▶ [INSTRUCTIONS TO FOLLOW]: Locate the line containing "the racket grip" in the material below. Copy that line and all following lines through the end exactly, omitting any pictures.
:::
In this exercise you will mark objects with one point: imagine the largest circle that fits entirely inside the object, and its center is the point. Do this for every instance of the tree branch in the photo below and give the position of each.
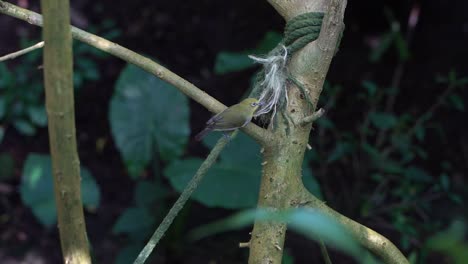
(58, 80)
(281, 185)
(21, 52)
(259, 134)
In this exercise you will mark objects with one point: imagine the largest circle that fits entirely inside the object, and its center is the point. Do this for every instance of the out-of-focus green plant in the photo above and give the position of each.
(37, 191)
(21, 85)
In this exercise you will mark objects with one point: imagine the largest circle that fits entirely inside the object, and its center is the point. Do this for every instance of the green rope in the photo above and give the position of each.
(301, 30)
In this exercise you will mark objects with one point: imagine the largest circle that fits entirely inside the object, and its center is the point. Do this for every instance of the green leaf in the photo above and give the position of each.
(7, 165)
(147, 115)
(385, 42)
(308, 222)
(225, 185)
(401, 46)
(371, 87)
(341, 149)
(147, 193)
(24, 127)
(129, 253)
(37, 191)
(136, 222)
(457, 102)
(451, 243)
(417, 174)
(310, 182)
(227, 62)
(38, 115)
(270, 40)
(233, 182)
(383, 121)
(2, 133)
(2, 107)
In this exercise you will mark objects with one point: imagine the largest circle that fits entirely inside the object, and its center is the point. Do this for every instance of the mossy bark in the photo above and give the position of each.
(281, 185)
(58, 78)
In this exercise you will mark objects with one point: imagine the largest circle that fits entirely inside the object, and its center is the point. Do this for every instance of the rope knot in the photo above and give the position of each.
(270, 85)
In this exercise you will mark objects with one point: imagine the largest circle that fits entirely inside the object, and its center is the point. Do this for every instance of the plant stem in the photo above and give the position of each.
(58, 79)
(184, 196)
(259, 134)
(22, 52)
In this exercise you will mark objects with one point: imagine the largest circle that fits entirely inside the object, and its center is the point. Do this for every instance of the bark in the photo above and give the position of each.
(58, 76)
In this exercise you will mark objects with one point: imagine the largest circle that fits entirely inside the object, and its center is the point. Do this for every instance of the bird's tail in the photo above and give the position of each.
(203, 133)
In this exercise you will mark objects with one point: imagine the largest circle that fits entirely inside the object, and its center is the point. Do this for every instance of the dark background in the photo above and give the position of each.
(186, 36)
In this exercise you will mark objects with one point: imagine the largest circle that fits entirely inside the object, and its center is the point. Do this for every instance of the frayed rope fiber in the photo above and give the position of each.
(270, 85)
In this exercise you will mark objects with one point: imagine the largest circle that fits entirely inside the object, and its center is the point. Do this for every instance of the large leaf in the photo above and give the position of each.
(233, 182)
(147, 115)
(37, 190)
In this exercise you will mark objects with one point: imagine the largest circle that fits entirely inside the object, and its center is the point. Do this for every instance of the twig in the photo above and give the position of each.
(323, 249)
(244, 244)
(309, 119)
(21, 52)
(184, 196)
(259, 134)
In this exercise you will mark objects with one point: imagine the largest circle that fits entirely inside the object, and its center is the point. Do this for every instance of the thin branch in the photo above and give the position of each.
(58, 82)
(373, 241)
(259, 134)
(309, 119)
(21, 52)
(184, 196)
(323, 249)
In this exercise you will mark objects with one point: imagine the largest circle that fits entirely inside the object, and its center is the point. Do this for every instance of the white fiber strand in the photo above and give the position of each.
(274, 80)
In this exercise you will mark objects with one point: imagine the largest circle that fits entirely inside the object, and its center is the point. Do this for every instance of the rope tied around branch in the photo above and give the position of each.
(270, 84)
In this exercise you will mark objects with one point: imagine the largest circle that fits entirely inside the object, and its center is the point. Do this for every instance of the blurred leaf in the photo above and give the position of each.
(227, 62)
(341, 149)
(225, 185)
(401, 46)
(383, 121)
(450, 243)
(135, 222)
(287, 258)
(37, 191)
(417, 174)
(129, 253)
(147, 115)
(371, 87)
(24, 127)
(308, 222)
(2, 133)
(385, 42)
(7, 78)
(270, 41)
(420, 133)
(7, 165)
(38, 115)
(2, 107)
(147, 193)
(310, 181)
(457, 102)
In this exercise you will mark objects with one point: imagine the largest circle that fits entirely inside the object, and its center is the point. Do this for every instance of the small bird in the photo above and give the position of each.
(232, 118)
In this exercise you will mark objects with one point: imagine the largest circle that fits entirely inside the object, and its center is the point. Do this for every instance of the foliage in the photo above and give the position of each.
(308, 222)
(148, 117)
(21, 88)
(451, 242)
(37, 190)
(388, 149)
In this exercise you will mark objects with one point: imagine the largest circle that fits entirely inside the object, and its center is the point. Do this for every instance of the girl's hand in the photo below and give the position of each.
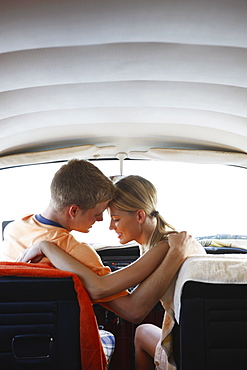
(32, 254)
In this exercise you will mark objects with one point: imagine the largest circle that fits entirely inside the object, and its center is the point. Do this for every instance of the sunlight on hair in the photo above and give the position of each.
(202, 199)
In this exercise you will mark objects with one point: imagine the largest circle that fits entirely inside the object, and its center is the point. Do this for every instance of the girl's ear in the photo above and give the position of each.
(141, 216)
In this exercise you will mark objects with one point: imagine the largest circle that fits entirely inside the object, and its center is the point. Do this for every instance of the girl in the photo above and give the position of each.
(133, 217)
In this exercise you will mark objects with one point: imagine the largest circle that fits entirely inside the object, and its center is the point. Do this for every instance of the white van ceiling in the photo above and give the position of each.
(102, 77)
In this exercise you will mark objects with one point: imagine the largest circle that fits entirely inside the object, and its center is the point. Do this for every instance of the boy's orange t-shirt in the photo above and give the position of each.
(23, 233)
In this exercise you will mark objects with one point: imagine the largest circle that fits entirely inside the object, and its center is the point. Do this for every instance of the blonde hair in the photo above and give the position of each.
(134, 193)
(80, 182)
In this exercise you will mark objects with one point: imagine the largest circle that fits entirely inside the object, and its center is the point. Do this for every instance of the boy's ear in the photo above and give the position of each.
(141, 216)
(73, 209)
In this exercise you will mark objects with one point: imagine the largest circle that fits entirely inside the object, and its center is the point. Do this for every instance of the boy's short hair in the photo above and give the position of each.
(80, 182)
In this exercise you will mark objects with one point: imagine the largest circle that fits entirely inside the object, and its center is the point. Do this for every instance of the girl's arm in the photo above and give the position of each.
(99, 286)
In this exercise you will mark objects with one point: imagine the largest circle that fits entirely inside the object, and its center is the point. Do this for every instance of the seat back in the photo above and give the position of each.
(39, 324)
(213, 326)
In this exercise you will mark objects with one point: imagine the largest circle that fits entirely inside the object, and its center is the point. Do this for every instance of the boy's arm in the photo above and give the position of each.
(99, 286)
(137, 305)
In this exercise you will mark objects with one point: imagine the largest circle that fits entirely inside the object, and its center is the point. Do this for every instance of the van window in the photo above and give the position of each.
(204, 199)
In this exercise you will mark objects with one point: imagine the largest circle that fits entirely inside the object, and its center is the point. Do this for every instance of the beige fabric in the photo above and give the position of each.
(215, 269)
(169, 321)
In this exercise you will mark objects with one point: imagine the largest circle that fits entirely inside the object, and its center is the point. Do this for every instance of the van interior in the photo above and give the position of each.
(156, 88)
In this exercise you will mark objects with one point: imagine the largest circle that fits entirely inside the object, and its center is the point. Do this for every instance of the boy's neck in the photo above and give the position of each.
(57, 217)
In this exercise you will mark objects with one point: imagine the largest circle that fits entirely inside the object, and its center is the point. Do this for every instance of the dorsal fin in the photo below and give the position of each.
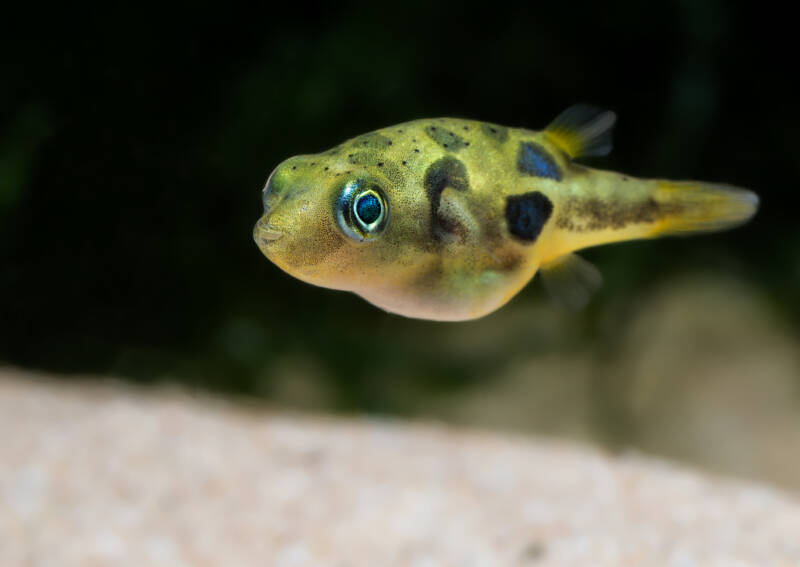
(582, 130)
(571, 281)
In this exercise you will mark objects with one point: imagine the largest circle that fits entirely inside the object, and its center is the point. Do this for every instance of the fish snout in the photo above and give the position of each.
(264, 233)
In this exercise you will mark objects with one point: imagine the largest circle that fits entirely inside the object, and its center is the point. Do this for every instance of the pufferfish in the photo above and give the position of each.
(448, 219)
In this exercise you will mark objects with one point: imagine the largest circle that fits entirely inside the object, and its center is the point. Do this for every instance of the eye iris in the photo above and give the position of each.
(368, 208)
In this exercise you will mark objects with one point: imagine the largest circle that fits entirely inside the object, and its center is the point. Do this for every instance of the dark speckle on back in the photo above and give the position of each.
(533, 159)
(447, 139)
(527, 214)
(444, 172)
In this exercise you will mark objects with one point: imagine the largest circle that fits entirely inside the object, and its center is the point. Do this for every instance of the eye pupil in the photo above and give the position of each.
(368, 208)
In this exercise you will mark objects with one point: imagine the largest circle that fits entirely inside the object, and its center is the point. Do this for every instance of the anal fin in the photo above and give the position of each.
(571, 281)
(582, 130)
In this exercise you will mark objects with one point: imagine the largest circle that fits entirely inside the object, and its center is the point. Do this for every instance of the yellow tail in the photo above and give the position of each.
(689, 207)
(610, 207)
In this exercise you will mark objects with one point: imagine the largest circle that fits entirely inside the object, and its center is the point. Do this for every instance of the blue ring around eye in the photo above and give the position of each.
(361, 211)
(368, 208)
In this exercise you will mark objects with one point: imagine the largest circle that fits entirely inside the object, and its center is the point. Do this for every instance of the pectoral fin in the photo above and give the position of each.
(571, 281)
(582, 130)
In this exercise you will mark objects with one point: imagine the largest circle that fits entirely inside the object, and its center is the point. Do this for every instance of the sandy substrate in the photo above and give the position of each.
(105, 475)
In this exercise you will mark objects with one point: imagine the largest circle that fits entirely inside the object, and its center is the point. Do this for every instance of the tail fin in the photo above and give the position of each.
(691, 207)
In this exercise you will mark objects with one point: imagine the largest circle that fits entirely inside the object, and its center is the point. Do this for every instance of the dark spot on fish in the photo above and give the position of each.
(372, 140)
(533, 159)
(441, 174)
(527, 214)
(497, 133)
(445, 138)
(583, 215)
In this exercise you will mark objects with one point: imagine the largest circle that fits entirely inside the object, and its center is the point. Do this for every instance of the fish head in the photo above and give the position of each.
(338, 224)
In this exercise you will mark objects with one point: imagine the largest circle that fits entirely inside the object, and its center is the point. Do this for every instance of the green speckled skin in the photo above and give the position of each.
(447, 252)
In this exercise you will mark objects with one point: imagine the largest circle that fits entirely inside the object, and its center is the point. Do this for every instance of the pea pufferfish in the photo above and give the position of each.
(447, 219)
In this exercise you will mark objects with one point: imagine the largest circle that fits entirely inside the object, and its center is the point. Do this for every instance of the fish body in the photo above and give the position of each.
(447, 219)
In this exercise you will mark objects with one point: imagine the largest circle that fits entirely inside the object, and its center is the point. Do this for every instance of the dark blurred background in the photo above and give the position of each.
(134, 145)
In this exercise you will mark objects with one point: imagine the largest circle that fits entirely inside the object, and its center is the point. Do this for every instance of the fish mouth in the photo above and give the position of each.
(264, 233)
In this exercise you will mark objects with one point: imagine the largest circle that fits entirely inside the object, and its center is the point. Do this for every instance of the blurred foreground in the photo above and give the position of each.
(96, 475)
(699, 369)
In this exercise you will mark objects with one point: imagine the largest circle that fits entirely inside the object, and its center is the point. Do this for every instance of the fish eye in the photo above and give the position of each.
(362, 210)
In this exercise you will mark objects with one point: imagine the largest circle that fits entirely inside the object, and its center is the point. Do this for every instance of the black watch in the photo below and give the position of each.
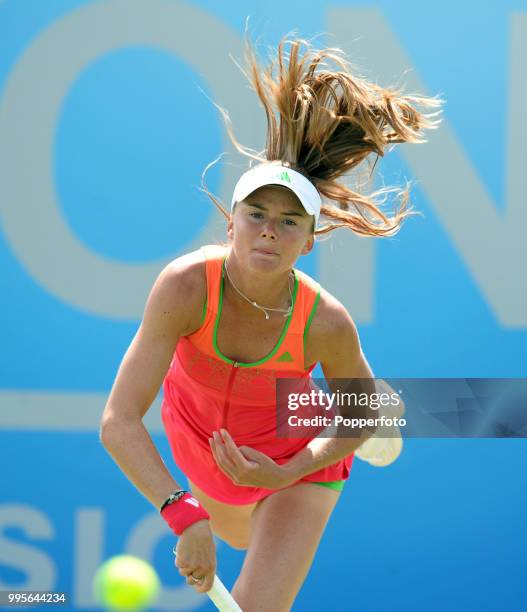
(174, 497)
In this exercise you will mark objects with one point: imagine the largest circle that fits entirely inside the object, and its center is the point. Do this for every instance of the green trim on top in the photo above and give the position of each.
(311, 315)
(336, 485)
(278, 344)
(204, 311)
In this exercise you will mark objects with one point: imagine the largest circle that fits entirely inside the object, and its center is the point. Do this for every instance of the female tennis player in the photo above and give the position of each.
(223, 324)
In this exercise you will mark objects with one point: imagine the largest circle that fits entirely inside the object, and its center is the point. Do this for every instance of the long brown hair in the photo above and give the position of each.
(324, 122)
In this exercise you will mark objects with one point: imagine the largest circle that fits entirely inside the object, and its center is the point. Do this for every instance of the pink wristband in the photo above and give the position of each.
(183, 513)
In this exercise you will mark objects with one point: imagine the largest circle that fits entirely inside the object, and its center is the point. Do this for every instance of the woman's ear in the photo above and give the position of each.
(308, 246)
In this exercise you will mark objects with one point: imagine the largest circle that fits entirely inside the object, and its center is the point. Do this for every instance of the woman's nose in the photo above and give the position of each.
(268, 230)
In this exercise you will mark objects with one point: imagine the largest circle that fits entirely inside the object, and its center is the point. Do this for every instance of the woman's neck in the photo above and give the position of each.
(266, 289)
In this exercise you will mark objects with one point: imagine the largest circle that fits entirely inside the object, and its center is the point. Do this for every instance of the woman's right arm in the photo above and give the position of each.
(170, 311)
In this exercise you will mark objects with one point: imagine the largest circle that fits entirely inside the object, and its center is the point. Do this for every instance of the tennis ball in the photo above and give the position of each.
(126, 583)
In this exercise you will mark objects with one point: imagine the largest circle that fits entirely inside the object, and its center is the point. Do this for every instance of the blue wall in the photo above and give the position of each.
(105, 128)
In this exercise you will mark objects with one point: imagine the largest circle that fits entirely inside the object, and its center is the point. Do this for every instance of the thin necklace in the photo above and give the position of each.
(265, 309)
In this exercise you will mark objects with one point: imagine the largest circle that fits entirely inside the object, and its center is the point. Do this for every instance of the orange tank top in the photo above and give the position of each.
(205, 391)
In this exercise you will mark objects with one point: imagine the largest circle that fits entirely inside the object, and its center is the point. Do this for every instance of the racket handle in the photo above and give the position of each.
(221, 598)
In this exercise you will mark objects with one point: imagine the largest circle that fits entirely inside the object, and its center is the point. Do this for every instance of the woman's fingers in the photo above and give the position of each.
(221, 458)
(234, 452)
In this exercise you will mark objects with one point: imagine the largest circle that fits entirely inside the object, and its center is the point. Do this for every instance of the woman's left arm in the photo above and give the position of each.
(342, 360)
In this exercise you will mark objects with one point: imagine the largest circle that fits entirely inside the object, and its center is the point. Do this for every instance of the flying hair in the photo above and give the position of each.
(323, 120)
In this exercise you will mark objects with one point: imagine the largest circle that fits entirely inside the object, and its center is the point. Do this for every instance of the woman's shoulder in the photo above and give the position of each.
(184, 281)
(330, 321)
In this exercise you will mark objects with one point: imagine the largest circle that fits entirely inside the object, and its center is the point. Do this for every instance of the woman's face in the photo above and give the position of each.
(270, 229)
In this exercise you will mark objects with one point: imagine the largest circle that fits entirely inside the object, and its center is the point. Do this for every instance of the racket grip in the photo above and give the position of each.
(221, 598)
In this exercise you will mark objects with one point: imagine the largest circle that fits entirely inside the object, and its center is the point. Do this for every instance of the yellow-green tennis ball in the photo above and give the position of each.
(126, 583)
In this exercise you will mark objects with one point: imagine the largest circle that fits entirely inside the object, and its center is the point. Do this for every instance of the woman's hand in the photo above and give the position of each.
(196, 556)
(246, 466)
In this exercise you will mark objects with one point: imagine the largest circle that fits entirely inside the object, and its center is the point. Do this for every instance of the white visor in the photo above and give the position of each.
(275, 174)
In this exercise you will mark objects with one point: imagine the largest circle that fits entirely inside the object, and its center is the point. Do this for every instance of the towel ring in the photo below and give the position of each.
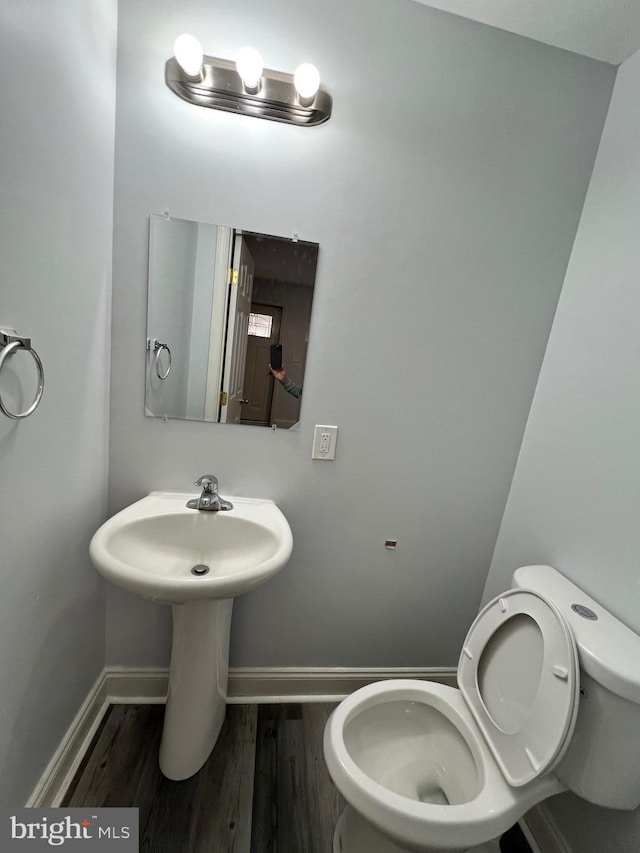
(158, 347)
(15, 344)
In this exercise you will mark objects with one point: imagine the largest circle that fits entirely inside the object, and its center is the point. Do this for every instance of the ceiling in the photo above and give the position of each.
:::
▶ [COMPLETE OUTPUT]:
In this exercise you will mark objects with one point: imagine the largest circle that fits entirely inside the object, and its center is the point. Do this for every instance of the racket grip in the photo above and give the position of each.
(221, 598)
In this exercise you will mark objects with one point: imagine the largest circle that fits entirely inside the object, and its center is the point. Do this for every instance of the yellow-green tennis ball in the photo above and give the position of each.
(126, 583)
In this exercise you will mark objects with one point: imagine the largest circle that fits entirely inside the object, and its center is the point. Do this for every instance of the woman's hand in the photo above and give the position of each.
(196, 556)
(246, 466)
In this exercise you will mark objects with one point: imagine the largest circle that fits entirely inside the object, and its center is the point. Do this for every instance of the white visor in the photo above and give the position of each.
(275, 174)
In this exercise you will mark objects with one point: imagine the largest circle that fits entirely inside the object, and its center is the point. Do this for every instance of the towel ring in the photo below and give the position of each.
(158, 347)
(15, 344)
In this exercise you will mark objects with one point: imagine the largest circle that fits entirely inside the object, and its center is the point. Do this for every instance of the ceiling in the photo above and give the position of each.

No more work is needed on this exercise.